■ Article
Some would argue the Games were never better than between the wars and others lionise the flickering black-and-white images of the Fifties and Sixties. What I know is far from perfect, far from fixed. British rubs shoulders with foreign, death with glory, friends with fiasco. It is always going to be discussed and argued over, not least because Beijing will throw in another dose of Olympic legend and life. Click on the links to read the original reports from The Times.
50. Paul Elvstrom, a Danish sailor, wins his fourth gold medal in Rome 1960. Obviously, I have a soft spot for repeat winners - but he went on to compete in four more Olympics, bringing his participation to a total of eight summer Games. Only another 16 years for Ben Ainslie then ...
49. Could have made himself a laughing stock by losing the gold medal in dramatic style. But Greg Louganis cracked open his head, got his head together in both senses of the word and still won the gold.
48. Zola Budd. The diminutive Budd tangled with Mary Decker in the women's 3,000metres in Los Angeles 1984 and the event ended in acrimony. Decker tearfully protesting from the inside of the track is about as graphic a demonstration of a shattered Olympic dream as is possible to witness.
47. Cathy Freeman. The iconic moment of Sydney 2000 for the home nation, just as it will be in China if Liu Xiang wins the hurdles, and possibly Tom Daley in London in 2012. What impresses me most is the reaction to winning. Not elation, not surprise, but relief. The pressure on her must have been extraordinary.
46. Montreal 1976. In the gymnastics team competition, Shun Fujimoto, of Japan, breaks his knee in the floor exercise and does not tell his team-mates for fear of affecting their morale. He completes the pommel horse and then the rings, finishing with a triple somersault on to his knee. He climbed the podium to collect his gold medal unaided.
45. Flo-Jo. The nails, the hair and the rumours. Winning the 200metres in Seoul by a country mile and still holding the world record two decades on should either make Florence Griffith Joyner one of the most celebrated athletes of the Olympics, or find her somewhere down the list.
44. Sydney 2000. Just as Jane Saville entered the Olympic Stadium for the last lap in the women's 20km walk, the Australian was disqualified for a rules violation. Asked if she needed anything, she replied “a gun to shoot myself”. A reminder of just how narrow the line between heroism and disaster can be. She was 600metres from the finish line.
43. 1968, Long jump. Bob Beamon took the event into a whole new sphere by breaking the previous record by almost two feet. It is still the Olympic record and the second-longest jump in history.
42. Alexander Karelin. “The Russian bear” was the undisputed legend of Greco-Roman wrestling for three Olympics, winning gold medals in 1988, 1992 and 1996. Undefeated in any competition for 12 consecutive years, his first loss came in the Olympic final in Sydney, where he finished his career with a silver.
41. I'm too young to remember Muhammad Ali in the ring at his best. But to hear a generation of Olympians greet him with an awestruck “Aliii!” when he lit the flame in the 1996 opening ceremony was spine-tingling. No other Olympic champion commands such respect.

(Point annotation dataset records)
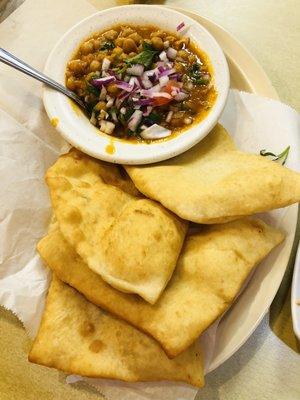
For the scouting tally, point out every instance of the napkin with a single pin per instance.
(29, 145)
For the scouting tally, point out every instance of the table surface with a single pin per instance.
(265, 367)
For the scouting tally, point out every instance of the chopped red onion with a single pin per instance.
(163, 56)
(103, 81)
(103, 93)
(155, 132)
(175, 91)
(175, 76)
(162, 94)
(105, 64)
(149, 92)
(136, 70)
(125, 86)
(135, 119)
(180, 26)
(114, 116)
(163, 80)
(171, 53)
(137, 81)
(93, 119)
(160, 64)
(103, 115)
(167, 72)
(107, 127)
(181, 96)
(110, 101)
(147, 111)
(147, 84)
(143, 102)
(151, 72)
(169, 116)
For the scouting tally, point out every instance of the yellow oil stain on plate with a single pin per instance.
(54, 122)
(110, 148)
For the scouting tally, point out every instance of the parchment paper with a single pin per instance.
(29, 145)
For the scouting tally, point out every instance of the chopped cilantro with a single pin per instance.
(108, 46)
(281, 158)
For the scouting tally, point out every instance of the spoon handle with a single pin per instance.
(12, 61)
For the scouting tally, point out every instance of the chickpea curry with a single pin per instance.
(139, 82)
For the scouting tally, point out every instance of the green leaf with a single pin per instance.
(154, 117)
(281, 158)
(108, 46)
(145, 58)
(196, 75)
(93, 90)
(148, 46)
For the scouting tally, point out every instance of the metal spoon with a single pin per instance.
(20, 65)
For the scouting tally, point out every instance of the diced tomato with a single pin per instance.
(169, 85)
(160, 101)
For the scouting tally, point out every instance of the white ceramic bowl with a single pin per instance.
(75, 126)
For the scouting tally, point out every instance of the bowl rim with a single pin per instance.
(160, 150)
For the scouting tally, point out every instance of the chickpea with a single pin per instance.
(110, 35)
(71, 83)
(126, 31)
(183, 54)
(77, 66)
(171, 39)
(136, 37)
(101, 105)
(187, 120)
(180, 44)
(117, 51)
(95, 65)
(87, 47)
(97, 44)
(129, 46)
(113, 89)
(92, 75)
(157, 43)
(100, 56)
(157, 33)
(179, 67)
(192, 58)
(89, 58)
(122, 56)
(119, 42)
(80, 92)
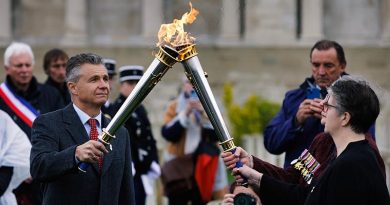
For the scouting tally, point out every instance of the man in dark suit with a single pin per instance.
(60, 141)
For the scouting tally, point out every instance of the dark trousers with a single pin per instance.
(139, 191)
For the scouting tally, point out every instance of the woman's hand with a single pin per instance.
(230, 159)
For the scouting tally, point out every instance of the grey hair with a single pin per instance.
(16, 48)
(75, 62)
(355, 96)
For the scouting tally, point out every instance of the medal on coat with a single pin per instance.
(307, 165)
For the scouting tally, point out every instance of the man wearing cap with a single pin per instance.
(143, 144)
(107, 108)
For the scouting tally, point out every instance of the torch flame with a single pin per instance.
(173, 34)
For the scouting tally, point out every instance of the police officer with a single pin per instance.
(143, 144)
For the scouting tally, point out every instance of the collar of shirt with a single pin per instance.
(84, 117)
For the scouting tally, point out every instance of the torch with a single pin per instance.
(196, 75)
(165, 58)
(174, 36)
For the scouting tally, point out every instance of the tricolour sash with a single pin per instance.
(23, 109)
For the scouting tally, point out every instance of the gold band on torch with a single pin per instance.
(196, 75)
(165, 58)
--
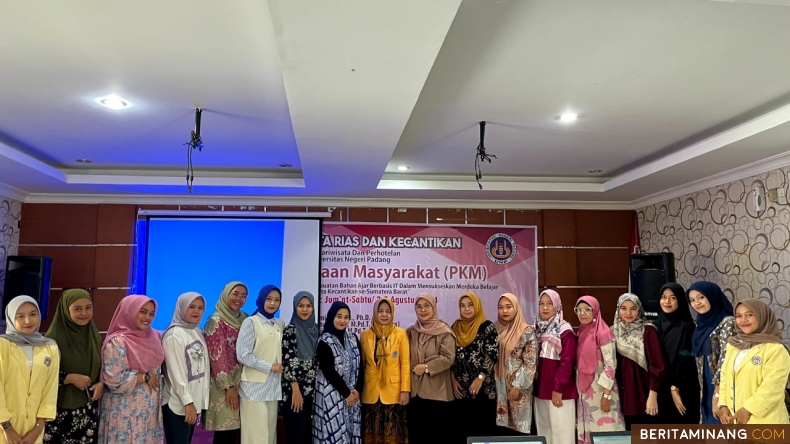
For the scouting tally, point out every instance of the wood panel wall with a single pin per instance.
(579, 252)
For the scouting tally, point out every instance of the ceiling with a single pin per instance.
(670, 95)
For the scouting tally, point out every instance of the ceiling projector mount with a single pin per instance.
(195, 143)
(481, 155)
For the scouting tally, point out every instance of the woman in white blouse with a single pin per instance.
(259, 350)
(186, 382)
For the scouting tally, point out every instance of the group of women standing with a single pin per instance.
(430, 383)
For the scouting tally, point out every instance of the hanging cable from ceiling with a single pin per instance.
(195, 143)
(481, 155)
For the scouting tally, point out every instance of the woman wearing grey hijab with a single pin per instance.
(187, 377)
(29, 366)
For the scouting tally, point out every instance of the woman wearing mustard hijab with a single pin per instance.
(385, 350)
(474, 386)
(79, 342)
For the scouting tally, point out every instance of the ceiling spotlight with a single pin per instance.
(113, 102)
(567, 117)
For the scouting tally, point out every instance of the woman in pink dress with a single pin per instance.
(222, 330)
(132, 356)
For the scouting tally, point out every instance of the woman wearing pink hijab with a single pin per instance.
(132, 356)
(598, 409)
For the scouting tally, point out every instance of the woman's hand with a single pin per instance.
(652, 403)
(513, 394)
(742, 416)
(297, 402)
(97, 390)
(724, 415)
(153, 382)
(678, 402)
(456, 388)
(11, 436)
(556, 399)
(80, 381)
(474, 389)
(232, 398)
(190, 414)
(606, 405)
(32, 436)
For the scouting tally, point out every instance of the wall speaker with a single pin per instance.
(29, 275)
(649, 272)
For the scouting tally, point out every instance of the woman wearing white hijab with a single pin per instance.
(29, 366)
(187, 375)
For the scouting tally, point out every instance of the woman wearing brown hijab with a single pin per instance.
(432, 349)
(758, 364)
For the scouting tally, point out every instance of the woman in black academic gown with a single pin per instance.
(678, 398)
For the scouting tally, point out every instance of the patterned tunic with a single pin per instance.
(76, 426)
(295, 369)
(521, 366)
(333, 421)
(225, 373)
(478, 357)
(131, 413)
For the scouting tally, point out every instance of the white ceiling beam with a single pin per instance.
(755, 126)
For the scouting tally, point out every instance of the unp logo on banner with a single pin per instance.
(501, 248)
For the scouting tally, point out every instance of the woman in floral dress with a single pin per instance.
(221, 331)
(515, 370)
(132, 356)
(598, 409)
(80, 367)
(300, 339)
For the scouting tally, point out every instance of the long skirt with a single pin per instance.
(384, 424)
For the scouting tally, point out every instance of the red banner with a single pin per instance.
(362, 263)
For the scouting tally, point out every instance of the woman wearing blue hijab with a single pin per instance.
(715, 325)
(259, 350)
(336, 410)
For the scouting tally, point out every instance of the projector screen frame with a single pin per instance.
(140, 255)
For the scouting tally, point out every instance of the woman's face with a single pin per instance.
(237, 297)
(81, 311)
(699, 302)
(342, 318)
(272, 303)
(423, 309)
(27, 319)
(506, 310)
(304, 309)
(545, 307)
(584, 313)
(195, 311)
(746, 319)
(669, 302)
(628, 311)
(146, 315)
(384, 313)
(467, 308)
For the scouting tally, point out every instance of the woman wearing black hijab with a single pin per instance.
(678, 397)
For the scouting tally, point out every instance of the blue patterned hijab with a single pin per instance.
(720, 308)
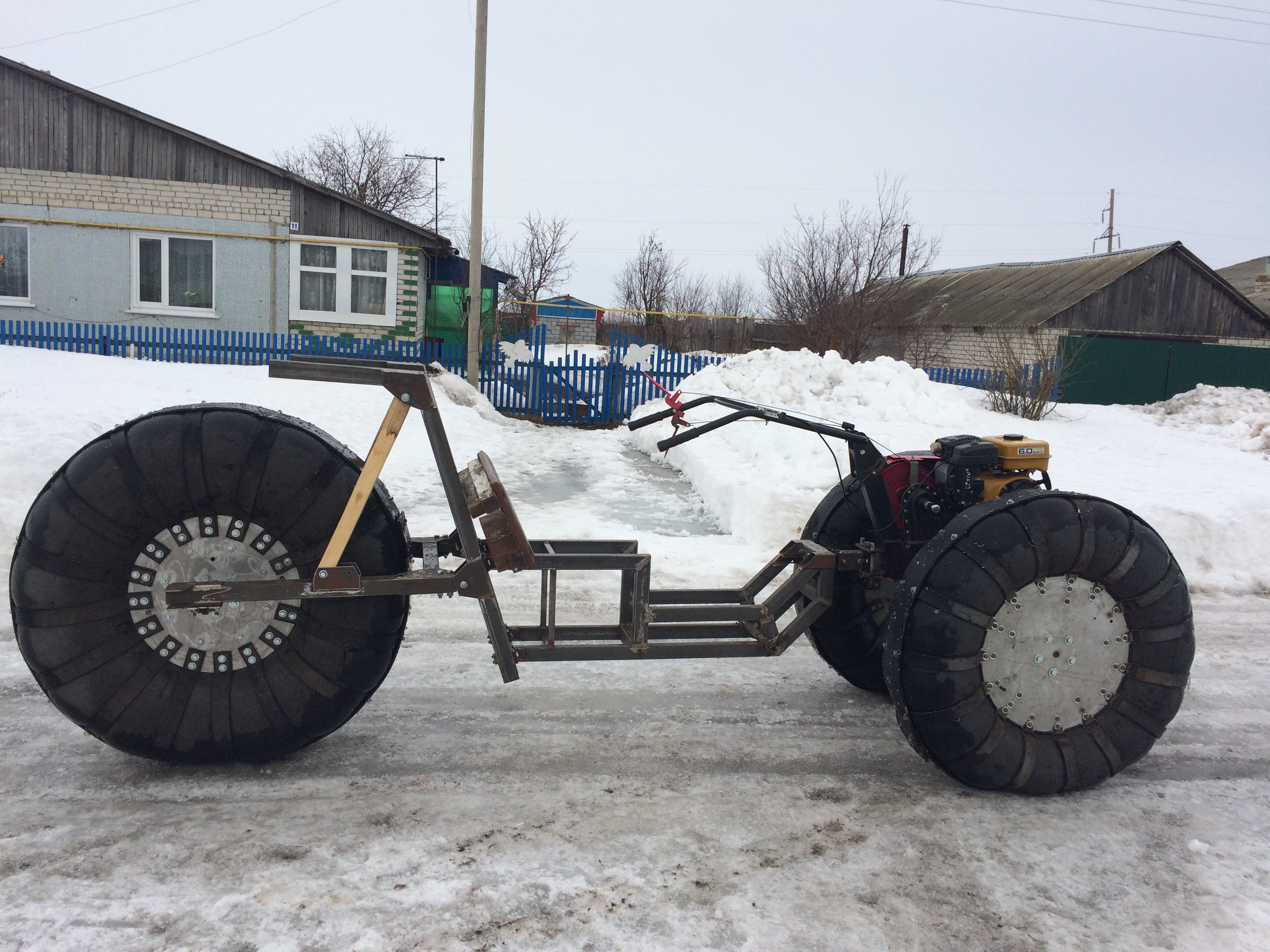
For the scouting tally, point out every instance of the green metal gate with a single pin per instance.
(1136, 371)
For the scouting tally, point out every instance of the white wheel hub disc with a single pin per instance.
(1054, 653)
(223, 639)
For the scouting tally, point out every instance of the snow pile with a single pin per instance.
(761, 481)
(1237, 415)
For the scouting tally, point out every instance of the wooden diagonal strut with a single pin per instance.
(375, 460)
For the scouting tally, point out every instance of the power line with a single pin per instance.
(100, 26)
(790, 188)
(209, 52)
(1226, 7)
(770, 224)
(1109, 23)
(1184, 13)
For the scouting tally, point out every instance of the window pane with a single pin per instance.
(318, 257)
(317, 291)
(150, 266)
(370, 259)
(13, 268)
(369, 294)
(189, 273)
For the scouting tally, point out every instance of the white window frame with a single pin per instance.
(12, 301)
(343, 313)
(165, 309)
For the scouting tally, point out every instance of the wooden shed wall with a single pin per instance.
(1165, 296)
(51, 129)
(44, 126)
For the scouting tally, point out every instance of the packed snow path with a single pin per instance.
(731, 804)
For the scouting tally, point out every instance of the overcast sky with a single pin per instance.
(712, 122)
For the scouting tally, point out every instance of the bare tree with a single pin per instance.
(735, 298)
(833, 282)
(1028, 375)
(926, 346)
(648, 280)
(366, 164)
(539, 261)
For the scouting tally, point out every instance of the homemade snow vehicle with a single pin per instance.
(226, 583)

■ Tasks for this exercise
1. Based on the Olympic moments list, decide whether each statement agrees with the text. For each, answer yes or no and quote the deciding words. (a) Paul Elvstrom took part in eight summer Games in all. (b) Shun Fujimoto told his team-mates that he had broken his knee. (c) Jane Saville was disqualified 6 kilometers from the finish line.
2. Copy the Olympic moments list from "50. Paul Elvstrom, a" through "possible to witness.", swapping "acrimony" for "bitterness".

■ Exercise results
1.
(a) Yes: "bringing his participation to a total of eight summer Games"
(b) No: "does not tell his team-mates for fear of affecting their morale"
(c) No: "She was 600metres from the finish line."

2.
50. Paul Elvstrom, a Danish sailor, wins his fourth gold medal in Rome 1960. Obviously, I have a soft spot for repeat winners - but he went on to compete in four more Olympics, bringing his participation to a total of eight summer Games. Only another 16 years for Ben Ainslie then ...
49. Could have made himself a laughing stock by losing the gold medal in dramatic style. But Greg Louganis cracked open his head, got his head together in both senses of the word and still won the gold.
48. Zola Budd. The diminutive Budd tangled with Mary Decker in the women's 3,000metres in Los Angeles 1984 and the event ended in bitterness. Decker tearfully protesting from the inside of the track is about as graphic a demonstration of a shattered Olympic dream as is possible to witness.